§ **Text**
_ _ _ _ _

Six months ago, Capitol police shot and killed Miriam Carey after the mother, accompanied by her one-year-old daughter, allegedly tried to ram a checkpoint at the White House before speeding off and leading cops on a chase toward the Capitol building. Reports of shots fired on Capitol Hill resulted in media coverage focusing on a potential shooting in the nation's capital. A photo of an officer being loaded into a helicopter was captioned by the Associated Press as a "victim from a shooting." The photo was actually of a Capitol police officer being medevac'd after crashing into a barricade while chasing Carey. Carey was the only victim of a shooting on October 3, 2013.
Initial reports indicated police fired at Carey's vehicle five to ten times. An autopsy now reveals she was hit five times, all from behind. Via CNN:
The office of the District of Columbia medical examiner said in the autopsy that one round struck Carey in the left side of the back of her head, and she was also hit three times in the back and once in her left arm. The report didn't determine in what sequence Carey was hit.
Toxicology tests determined Carey didn't have alcohol or drugs in her blood.
Her family has questioned since the day of the incident whether shooting Carey was the only way to end the chase, which went through the heart of the nation's capital.
[Family attorney Eric] Sanders said on Tuesday that Carey's family members still feel police should have considered other options. The autopsy only "confirms what we said. It was unjustified."
Carey's sister filed a $75 million wrongful death lawsuit against the Secret Service and the Capitol Police earlier this year.
Court documents related to the killing of Carey largely remain sealed. According to a public information officer with the Capitol Police, the shooting remains under investigation by the Metropolitan Police Department of Washington, D.C.

_ _ _ _ _

§ **Extracted information**
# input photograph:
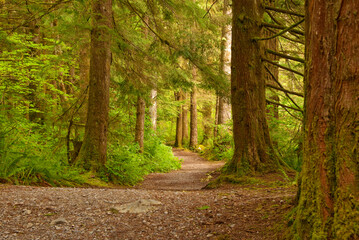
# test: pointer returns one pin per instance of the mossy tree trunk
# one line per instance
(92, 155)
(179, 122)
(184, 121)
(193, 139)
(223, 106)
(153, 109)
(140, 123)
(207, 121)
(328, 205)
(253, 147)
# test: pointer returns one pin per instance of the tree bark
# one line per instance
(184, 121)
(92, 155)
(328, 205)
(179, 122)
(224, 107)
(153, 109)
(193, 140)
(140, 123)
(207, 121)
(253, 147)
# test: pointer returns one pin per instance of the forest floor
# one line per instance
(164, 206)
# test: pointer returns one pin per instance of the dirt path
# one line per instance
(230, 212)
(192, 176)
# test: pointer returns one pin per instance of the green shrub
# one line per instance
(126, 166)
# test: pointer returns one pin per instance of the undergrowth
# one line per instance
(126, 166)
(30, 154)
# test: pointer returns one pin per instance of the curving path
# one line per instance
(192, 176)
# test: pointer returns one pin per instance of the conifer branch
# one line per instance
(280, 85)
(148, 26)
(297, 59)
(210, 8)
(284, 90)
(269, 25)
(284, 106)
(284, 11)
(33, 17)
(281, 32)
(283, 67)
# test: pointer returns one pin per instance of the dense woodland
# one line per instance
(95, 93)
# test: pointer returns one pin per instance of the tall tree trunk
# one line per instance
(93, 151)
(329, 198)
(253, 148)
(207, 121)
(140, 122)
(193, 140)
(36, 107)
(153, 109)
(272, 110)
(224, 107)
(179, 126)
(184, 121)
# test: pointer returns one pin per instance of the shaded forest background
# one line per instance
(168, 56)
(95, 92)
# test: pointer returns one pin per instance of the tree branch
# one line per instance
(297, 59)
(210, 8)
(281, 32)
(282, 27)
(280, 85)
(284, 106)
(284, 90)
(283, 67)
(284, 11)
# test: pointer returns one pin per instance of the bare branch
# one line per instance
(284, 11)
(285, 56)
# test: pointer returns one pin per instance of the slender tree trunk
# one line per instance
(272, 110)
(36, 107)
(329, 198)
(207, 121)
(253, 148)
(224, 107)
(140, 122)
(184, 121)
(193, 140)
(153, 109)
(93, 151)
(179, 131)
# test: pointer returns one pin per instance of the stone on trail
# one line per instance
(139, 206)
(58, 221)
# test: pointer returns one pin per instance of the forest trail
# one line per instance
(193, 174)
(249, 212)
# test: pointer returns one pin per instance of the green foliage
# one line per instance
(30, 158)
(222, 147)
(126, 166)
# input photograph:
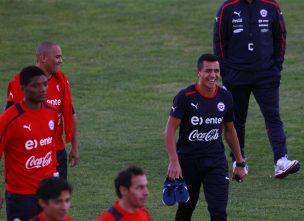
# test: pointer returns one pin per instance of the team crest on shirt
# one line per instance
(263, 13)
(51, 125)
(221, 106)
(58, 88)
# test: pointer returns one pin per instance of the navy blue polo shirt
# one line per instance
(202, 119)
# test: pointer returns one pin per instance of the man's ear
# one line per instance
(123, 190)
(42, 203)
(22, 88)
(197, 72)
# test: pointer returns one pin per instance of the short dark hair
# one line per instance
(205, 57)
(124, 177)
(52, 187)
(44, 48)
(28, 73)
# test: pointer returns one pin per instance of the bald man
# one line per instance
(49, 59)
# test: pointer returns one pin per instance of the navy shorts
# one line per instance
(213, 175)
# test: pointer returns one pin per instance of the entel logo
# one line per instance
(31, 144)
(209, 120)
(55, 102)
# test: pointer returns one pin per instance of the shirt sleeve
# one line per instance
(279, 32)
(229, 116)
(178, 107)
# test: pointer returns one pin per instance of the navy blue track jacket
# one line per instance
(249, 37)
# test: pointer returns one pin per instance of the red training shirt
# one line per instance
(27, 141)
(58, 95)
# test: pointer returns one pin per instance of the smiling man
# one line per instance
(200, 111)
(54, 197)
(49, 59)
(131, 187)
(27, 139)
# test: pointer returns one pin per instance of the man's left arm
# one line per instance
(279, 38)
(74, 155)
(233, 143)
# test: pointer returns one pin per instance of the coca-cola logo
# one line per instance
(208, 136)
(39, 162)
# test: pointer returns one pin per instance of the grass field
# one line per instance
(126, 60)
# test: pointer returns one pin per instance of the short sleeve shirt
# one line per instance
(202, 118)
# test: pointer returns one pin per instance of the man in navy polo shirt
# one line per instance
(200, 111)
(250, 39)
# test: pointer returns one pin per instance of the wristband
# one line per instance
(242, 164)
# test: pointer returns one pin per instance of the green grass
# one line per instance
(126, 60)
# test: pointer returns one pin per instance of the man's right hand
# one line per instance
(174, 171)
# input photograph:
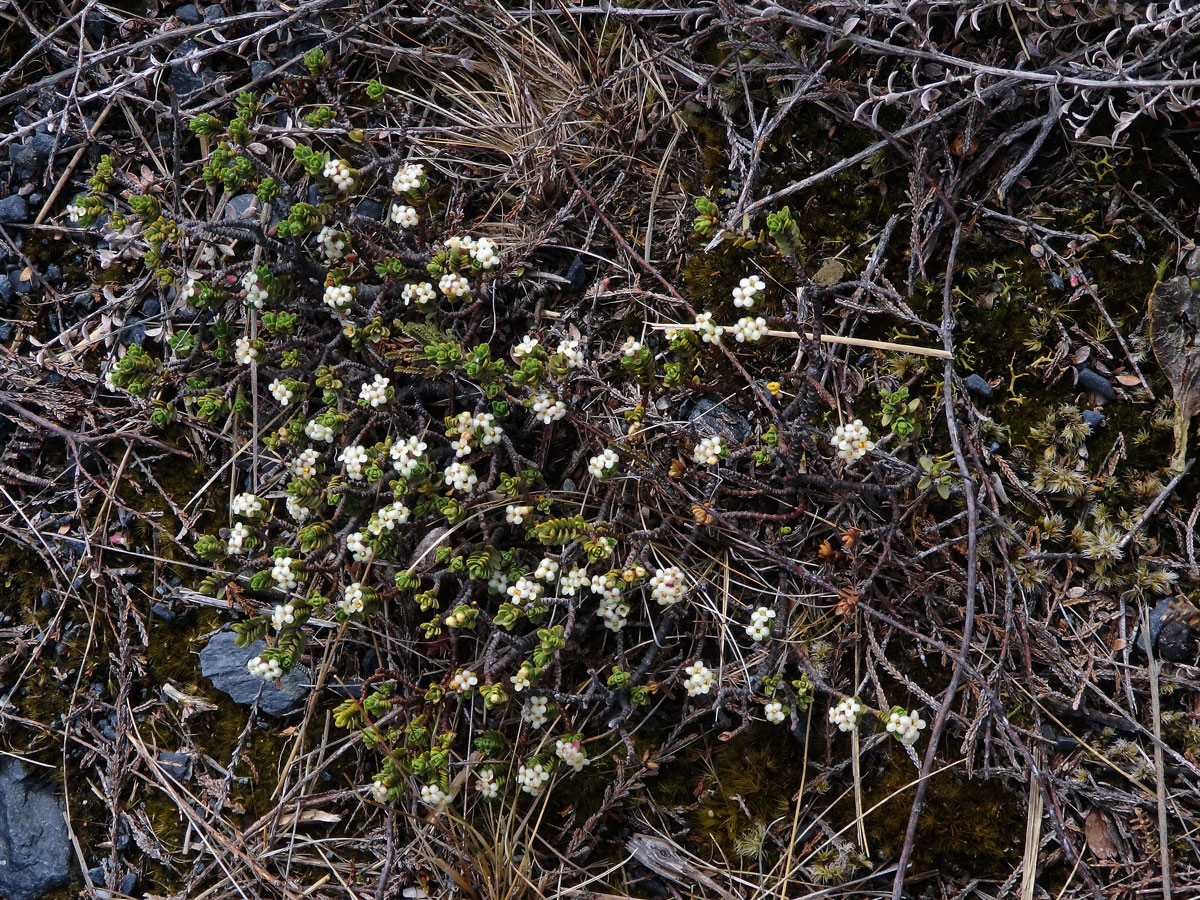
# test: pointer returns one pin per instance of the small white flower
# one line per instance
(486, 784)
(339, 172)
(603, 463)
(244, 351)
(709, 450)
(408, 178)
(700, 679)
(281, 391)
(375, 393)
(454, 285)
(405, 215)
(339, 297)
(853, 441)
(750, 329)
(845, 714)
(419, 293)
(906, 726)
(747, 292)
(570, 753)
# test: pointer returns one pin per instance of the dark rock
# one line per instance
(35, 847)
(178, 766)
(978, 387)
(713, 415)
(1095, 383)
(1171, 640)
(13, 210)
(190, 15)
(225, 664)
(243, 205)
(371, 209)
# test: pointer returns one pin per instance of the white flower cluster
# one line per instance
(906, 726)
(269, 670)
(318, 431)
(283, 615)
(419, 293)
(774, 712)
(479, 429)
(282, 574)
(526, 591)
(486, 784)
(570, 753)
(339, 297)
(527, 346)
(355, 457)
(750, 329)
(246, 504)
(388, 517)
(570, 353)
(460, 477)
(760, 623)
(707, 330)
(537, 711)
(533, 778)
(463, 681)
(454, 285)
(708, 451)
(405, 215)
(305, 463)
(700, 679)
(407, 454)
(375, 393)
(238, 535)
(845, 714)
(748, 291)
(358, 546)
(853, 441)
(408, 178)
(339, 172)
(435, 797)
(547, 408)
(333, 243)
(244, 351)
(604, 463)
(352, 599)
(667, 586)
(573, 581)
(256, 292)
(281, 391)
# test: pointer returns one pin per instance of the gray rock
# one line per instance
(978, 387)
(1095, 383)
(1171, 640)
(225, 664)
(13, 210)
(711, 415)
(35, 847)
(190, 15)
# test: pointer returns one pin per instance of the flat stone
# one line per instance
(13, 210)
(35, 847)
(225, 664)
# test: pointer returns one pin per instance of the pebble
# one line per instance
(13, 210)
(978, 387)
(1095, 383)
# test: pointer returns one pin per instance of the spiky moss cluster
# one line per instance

_ _ _ _ _

§ **What to work on**
A: Update the part of the article on Miriam Carey that opens with the words containing "Her family has" and closes with "of the nation's capital.", putting "pursuit" wherever "chase" appears.
B: According to the article on Miriam Carey, how many times was she hit, and from which direction?
The listing is not needed for anything that follows.

§ **Responses in order**
A:
Her family has questioned since the day of the incident whether shooting Carey was the only way to end the pursuit, which went through the heart of the nation's capital.

B: She was hit five times, all from behind.